_What the exercise asks_: Work out how many lines in the data hold the string "roof". Reply with only that number.

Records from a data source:

══════════

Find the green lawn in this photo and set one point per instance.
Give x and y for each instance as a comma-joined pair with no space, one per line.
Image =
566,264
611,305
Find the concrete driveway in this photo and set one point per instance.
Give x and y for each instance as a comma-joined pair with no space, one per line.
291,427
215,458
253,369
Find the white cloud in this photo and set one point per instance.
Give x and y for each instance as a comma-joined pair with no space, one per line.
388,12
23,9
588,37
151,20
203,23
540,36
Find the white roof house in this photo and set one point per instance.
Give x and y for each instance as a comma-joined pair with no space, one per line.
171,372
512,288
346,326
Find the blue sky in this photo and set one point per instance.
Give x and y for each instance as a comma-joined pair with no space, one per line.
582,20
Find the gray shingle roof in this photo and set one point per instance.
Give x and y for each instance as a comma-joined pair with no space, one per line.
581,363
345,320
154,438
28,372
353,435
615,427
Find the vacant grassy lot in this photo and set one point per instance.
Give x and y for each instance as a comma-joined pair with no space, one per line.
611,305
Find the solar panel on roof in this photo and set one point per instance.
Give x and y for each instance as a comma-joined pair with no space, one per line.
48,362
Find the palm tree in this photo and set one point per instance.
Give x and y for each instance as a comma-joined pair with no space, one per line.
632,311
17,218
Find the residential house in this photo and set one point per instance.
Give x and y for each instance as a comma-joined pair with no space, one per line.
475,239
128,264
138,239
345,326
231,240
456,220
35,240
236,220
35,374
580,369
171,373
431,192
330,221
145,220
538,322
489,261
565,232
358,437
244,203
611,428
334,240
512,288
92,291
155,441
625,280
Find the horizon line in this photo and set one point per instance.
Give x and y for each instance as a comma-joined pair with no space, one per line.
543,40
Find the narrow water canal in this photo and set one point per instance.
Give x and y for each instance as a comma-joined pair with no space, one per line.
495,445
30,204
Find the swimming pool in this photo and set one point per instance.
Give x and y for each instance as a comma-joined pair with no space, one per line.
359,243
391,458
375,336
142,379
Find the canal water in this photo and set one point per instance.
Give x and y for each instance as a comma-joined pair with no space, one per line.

══════════

_Your response_: 3